*** EXERCISE DATA ***

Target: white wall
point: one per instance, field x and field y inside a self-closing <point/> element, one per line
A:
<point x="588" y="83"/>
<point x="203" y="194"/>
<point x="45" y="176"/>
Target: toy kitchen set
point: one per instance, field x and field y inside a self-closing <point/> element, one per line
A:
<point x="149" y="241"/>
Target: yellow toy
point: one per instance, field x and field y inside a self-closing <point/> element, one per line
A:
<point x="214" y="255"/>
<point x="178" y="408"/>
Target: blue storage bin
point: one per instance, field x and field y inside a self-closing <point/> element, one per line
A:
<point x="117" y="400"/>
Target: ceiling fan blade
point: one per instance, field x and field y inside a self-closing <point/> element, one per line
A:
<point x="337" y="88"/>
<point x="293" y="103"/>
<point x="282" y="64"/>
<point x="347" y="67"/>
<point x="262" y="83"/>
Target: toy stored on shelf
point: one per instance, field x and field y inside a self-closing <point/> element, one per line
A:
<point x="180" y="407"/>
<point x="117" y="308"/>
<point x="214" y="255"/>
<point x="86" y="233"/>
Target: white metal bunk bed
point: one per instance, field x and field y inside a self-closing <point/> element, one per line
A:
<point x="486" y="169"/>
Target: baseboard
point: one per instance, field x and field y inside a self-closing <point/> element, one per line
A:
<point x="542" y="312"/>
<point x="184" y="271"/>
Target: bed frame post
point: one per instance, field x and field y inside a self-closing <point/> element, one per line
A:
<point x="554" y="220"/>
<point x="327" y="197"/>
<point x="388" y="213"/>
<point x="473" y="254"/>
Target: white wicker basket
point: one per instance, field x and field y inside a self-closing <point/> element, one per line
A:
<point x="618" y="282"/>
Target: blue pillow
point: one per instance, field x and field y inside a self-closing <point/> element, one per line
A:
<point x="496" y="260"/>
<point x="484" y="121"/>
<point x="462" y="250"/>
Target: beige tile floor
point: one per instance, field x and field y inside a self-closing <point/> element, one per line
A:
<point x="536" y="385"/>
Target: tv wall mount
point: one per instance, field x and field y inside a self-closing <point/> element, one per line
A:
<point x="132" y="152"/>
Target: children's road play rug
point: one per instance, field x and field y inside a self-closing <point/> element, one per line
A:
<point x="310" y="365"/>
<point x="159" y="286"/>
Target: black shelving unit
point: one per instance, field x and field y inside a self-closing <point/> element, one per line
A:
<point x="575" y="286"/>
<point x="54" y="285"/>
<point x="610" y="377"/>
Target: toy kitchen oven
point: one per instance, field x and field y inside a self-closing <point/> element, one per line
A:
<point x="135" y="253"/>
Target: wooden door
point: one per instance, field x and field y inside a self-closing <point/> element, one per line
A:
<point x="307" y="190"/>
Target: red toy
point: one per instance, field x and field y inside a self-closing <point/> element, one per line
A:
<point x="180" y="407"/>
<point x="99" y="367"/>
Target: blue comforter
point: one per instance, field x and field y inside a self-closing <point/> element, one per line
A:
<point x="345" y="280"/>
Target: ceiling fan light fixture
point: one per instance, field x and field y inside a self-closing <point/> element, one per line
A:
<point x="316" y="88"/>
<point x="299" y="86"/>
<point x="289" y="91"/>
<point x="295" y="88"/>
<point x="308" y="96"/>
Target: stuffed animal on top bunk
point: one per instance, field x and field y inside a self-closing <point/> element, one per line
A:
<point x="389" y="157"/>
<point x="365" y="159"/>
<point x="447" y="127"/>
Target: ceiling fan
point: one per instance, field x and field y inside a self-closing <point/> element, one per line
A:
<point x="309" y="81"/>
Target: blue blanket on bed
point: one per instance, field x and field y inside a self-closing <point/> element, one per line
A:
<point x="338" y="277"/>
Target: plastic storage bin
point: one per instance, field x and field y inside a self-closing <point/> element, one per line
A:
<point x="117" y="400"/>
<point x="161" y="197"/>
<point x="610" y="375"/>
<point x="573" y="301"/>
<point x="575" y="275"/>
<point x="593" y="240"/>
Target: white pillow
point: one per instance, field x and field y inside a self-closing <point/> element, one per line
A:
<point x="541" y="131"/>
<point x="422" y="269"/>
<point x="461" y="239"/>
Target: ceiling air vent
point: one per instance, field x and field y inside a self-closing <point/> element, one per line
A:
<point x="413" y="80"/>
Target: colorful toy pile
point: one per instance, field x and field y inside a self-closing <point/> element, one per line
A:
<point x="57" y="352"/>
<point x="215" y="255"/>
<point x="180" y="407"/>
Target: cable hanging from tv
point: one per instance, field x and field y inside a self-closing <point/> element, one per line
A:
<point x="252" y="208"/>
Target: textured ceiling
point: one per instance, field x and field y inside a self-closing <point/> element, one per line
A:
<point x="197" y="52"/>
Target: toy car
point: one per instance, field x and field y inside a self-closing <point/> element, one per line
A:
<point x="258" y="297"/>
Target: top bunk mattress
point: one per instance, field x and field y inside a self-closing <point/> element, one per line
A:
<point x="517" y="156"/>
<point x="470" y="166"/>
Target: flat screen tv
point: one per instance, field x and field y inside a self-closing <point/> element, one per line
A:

*** End of EXERCISE DATA ***

EXERCISE OBJECTIVE> Tally up the lines of the data above where the string "kitchen" appears, and give only the count.

EXERCISE RESPONSE> 2